# WHAT THE TASK REQUIRES:
All the entries, exactly as they read, must be written out again.

# RECORDS PROVIDED:
====================
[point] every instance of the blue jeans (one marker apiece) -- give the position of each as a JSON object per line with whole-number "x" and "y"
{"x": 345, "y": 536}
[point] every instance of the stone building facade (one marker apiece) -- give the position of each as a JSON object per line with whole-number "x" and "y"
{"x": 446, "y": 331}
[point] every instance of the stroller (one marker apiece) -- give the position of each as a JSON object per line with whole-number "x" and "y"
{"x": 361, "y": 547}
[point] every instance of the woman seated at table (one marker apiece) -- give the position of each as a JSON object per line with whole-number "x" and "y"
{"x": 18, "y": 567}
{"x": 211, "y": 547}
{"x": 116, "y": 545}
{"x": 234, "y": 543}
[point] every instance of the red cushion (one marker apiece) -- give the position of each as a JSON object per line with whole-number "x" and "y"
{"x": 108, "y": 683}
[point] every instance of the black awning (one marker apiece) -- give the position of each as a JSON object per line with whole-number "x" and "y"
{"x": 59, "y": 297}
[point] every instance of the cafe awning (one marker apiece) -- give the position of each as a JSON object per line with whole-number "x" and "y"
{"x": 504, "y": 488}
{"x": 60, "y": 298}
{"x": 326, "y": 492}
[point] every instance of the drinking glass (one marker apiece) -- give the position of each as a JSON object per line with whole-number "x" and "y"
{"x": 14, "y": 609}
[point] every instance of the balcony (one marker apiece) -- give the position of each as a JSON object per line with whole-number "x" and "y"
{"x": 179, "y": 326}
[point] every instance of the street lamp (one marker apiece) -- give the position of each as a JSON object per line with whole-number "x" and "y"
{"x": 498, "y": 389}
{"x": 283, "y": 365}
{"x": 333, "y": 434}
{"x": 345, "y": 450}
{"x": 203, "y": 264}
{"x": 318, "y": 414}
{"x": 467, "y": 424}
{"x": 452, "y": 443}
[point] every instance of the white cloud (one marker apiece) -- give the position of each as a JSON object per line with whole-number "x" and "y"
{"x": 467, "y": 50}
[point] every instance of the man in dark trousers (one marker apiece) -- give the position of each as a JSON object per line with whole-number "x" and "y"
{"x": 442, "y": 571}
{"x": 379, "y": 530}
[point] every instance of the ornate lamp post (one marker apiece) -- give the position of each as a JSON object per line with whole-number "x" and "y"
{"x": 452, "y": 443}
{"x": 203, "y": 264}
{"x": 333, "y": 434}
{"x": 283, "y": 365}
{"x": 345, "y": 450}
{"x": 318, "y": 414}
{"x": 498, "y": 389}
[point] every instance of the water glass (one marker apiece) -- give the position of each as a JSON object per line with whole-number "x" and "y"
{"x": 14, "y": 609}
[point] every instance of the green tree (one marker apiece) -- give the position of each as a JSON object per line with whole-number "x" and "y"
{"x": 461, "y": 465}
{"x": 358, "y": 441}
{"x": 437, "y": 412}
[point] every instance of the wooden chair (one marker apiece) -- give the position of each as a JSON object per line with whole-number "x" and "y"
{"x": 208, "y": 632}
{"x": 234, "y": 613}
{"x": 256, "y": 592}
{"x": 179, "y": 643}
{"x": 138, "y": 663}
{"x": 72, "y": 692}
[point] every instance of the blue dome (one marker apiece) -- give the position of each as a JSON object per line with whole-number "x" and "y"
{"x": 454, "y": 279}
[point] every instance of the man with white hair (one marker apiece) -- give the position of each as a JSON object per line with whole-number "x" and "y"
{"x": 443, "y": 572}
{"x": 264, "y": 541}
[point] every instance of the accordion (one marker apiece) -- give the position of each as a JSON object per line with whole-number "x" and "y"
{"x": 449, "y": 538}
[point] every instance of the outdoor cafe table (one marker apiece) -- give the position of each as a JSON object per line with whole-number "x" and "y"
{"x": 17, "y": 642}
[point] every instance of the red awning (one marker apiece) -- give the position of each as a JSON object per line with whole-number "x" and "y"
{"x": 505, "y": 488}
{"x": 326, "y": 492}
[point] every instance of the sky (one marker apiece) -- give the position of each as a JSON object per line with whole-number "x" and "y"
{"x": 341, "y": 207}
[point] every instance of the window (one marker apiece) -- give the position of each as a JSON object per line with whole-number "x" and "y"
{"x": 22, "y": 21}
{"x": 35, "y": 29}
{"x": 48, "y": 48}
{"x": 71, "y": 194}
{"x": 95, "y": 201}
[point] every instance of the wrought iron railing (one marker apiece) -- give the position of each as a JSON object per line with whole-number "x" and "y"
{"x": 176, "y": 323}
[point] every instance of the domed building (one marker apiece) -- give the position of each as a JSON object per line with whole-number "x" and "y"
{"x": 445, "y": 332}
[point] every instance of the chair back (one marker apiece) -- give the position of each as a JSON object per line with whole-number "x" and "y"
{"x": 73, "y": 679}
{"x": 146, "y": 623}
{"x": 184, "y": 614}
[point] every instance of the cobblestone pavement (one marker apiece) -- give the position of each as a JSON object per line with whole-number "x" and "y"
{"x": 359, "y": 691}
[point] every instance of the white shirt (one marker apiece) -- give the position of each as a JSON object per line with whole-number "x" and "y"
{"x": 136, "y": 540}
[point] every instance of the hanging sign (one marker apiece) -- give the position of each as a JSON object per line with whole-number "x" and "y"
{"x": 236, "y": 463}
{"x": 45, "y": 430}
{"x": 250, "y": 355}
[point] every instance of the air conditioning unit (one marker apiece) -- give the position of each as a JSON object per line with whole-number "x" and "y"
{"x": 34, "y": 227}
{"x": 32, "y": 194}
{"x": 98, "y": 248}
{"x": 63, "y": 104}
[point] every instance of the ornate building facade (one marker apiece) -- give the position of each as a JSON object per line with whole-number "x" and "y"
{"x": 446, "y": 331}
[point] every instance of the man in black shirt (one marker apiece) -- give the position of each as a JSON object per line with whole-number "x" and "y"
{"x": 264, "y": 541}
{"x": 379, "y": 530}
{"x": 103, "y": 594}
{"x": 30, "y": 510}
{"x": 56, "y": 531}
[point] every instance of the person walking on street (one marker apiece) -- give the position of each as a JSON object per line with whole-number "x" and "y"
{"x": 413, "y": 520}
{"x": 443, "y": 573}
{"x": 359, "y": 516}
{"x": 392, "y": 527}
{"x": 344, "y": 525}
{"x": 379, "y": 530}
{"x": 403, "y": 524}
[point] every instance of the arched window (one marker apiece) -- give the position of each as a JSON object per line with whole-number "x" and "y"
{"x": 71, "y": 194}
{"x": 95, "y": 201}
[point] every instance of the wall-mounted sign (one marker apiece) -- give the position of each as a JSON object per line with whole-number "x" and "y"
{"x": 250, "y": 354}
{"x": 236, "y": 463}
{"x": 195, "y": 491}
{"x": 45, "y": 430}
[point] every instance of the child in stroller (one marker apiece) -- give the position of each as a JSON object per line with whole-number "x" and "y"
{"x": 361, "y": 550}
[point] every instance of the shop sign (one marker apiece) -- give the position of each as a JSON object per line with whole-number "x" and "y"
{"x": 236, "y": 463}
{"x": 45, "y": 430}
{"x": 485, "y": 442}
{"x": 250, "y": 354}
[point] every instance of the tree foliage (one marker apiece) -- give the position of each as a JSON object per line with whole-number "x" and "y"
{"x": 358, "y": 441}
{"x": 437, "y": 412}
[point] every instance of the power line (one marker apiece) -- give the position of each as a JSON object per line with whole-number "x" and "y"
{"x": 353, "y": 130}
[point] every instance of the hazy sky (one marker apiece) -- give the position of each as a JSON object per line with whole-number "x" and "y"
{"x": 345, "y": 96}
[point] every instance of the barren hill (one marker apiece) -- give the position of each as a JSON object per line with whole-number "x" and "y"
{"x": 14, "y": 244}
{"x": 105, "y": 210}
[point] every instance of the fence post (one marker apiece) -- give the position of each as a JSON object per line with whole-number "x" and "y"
====================
# YOUR SOLUTION:
[point] every instance of the blue jeans (one marker apiece) -- give the position of each as a JSON object per line with whole-number "x" and "y"
{"x": 345, "y": 536}
[point] every instance of the stone building facade (one marker apiece) -- give the position of each as a JSON object per line with whole-number "x" and "y"
{"x": 446, "y": 331}
[point] every instance of the stroller (one marker apiece) -- give the position of each as a JSON object per line with whole-number "x" and "y"
{"x": 361, "y": 547}
[point] every instance of the woman seated at table (one marker apiece) -- give the position of each as a JSON object per line with whole-number "x" and "y"
{"x": 18, "y": 567}
{"x": 211, "y": 547}
{"x": 116, "y": 545}
{"x": 234, "y": 543}
[point] every instance of the red cushion (one marker apiece) -- give the position of each as a JSON object per line with whole-number "x" and "y"
{"x": 108, "y": 683}
[point] every instance of the black awning (one marker apiece) -- give the position of each as a JSON object per line with whole-number "x" and "y"
{"x": 59, "y": 297}
[point] every instance of the cafe awning (one marker apiece) -- give the position of each as a JSON object per line with whole-number "x" and "y"
{"x": 504, "y": 488}
{"x": 60, "y": 298}
{"x": 326, "y": 492}
[point] every instance of the drinking glass (one marker apiece) -- give the position of each as a JSON object per line with whole-number "x" and "y"
{"x": 14, "y": 609}
[point] every instance of the balcony (one marker apiece) -- give the position of each as a JSON object per line with whole-number "x" and "y"
{"x": 179, "y": 326}
[point] every instance of the street lamp (one marker apiece) -- give the position of each as a JSON object per line with whole-number "x" and "y"
{"x": 498, "y": 389}
{"x": 283, "y": 365}
{"x": 333, "y": 434}
{"x": 345, "y": 450}
{"x": 203, "y": 264}
{"x": 318, "y": 414}
{"x": 467, "y": 424}
{"x": 452, "y": 443}
[point] every instance of the white cloud (one marker apiece) -- give the position of each as a JSON object per line with whole-number "x" and "y"
{"x": 467, "y": 50}
[point] every instance of the man in dark trousers (one marker apiece) -- give the position of each as a JSON object per line with whole-number "x" and "y"
{"x": 442, "y": 571}
{"x": 379, "y": 530}
[point] every instance of the ornate lamp post (one marker apiece) -- give the position of each as a JSON object per line with whole-number "x" and "y"
{"x": 452, "y": 443}
{"x": 203, "y": 264}
{"x": 333, "y": 434}
{"x": 283, "y": 365}
{"x": 345, "y": 450}
{"x": 318, "y": 414}
{"x": 498, "y": 389}
[point] every instance of the water glass (one marker apiece) -- give the position of each as a JSON object per line with whole-number "x" and "y"
{"x": 14, "y": 609}
[point] every instance of the green tree (one marker apiece) -- give the position of each as a JSON object per line with whole-number "x" and "y"
{"x": 461, "y": 465}
{"x": 358, "y": 441}
{"x": 437, "y": 412}
[point] every instance of the wooden chair (one marker apiece) -- give the position of each as a JSON object per line with whole-number "x" and "y"
{"x": 208, "y": 632}
{"x": 234, "y": 613}
{"x": 256, "y": 592}
{"x": 179, "y": 643}
{"x": 138, "y": 663}
{"x": 72, "y": 692}
[point] every instance of the blue dome (one marker apiece) -- give the position of each as a JSON object per line with whole-number "x" and "y"
{"x": 454, "y": 279}
[point] every instance of the man with white hair (one marker apiece) -- give the position of each as a JSON object per line with whole-number "x" and "y"
{"x": 443, "y": 572}
{"x": 264, "y": 541}
[point] every instance of the accordion (one marker apiece) -- give the position of each as a JSON object per line with whole-number "x" and "y"
{"x": 449, "y": 538}
[point] every instance of the outdoor cafe table (one marker apiece) -- give the position of each as a JSON object per line with whole-number "x" and "y"
{"x": 17, "y": 642}
[point] every instance of the red awning (one marker apiece) -- give the position of each as a JSON object per line with whole-number "x" and "y"
{"x": 505, "y": 488}
{"x": 326, "y": 492}
[point] every instance of the sky (one marker apiece) -- give the position of each as a JSON object per line with whole-number "x" and "y"
{"x": 341, "y": 207}
[point] every instance of the window (one marker apiece) -- give the position of each as a JSON object per line with whole-number "x" and "y"
{"x": 22, "y": 21}
{"x": 35, "y": 29}
{"x": 48, "y": 48}
{"x": 71, "y": 194}
{"x": 95, "y": 201}
[point] every instance of the wrought iron railing (one marker apiece) -- give the position of each as a JSON object per line with whole-number "x" and "y"
{"x": 176, "y": 323}
[point] every instance of the domed building (one marker apiece) -- give the position of each as a JSON object per line with whole-number "x" and "y"
{"x": 445, "y": 332}
[point] every instance of the chair back (one marker apiece) -- give the position of each as a JSON object per line with whole-number "x" and "y"
{"x": 73, "y": 679}
{"x": 146, "y": 623}
{"x": 184, "y": 614}
[point] every instance of the cobblestone pavement (one marker apiece) -- give the position of each as a JSON object per line with whole-number "x" and "y"
{"x": 359, "y": 691}
[point] every instance of the white shirt (one marker apiece) -- give the position of each as a JSON object per line with whole-number "x" and "y"
{"x": 136, "y": 540}
[point] every instance of the hanging sign (one marker apiece) -- give the position of each as a JSON object per line with whole-number "x" and "y"
{"x": 236, "y": 463}
{"x": 45, "y": 430}
{"x": 250, "y": 355}
[point] every instance of the air conditioning unit (one marker apiece) -- give the position of each as a JSON object per line with whole-number "x" and "y"
{"x": 34, "y": 227}
{"x": 32, "y": 194}
{"x": 98, "y": 248}
{"x": 63, "y": 104}
[point] every instance of the ornate building facade (one marker apiece) -- give the position of each as a JSON object per line with whole-number "x" and "y"
{"x": 446, "y": 331}
[point] every instance of the man in black shirt (one marker apiece) -- give the position of each as a JSON object per line with whole-number "x" and "y"
{"x": 264, "y": 541}
{"x": 379, "y": 530}
{"x": 103, "y": 594}
{"x": 30, "y": 510}
{"x": 56, "y": 531}
[point] every instance of the person walking on street (one marker apiece) -- give the position of each as a JSON object per line with whole-number "x" and "y"
{"x": 413, "y": 520}
{"x": 443, "y": 573}
{"x": 359, "y": 516}
{"x": 392, "y": 527}
{"x": 344, "y": 525}
{"x": 379, "y": 530}
{"x": 403, "y": 524}
[point] every instance of the arched window (one marker apiece) -- give the position of each as a JSON object per line with whole-number "x" and "y"
{"x": 71, "y": 194}
{"x": 95, "y": 201}
[point] every instance of the wall-mounted sign (one marker apiece) -- give the position of each as a JSON object per line with whole-number "x" and "y"
{"x": 250, "y": 354}
{"x": 236, "y": 463}
{"x": 195, "y": 491}
{"x": 45, "y": 430}
[point] every instance of the child in stroller (one marker apiece) -- give the position of each as a JSON object per line with whole-number "x" and "y"
{"x": 361, "y": 550}
[point] every instance of the shop sign (one marker apiece) -- give the position of each as a JSON object per line with whole-number "x" and "y"
{"x": 236, "y": 463}
{"x": 45, "y": 430}
{"x": 485, "y": 442}
{"x": 250, "y": 354}
[point] every instance of the tree foliage (one marker apiece) -- give the position of each as a JSON object per line with whole-number "x" and "y"
{"x": 358, "y": 441}
{"x": 437, "y": 412}
[point] every instance of the power line (one marker apiece) -- give the position of each as a JSON object per line with whole-number "x" and "y"
{"x": 353, "y": 130}
[point] every instance of the hazy sky (one marker apiece) -- give the position of each as a JSON object per line with whole-number "x" and "y"
{"x": 345, "y": 96}
[point] every instance of the barren hill (one marker apiece) -- give the position of each as a JSON object per line with whole-number "x" and "y"
{"x": 14, "y": 244}
{"x": 105, "y": 210}
[point] every instance of the fence post (one marker apiece) -- give the position of each as a JSON object per line with whole-number "x" and "y"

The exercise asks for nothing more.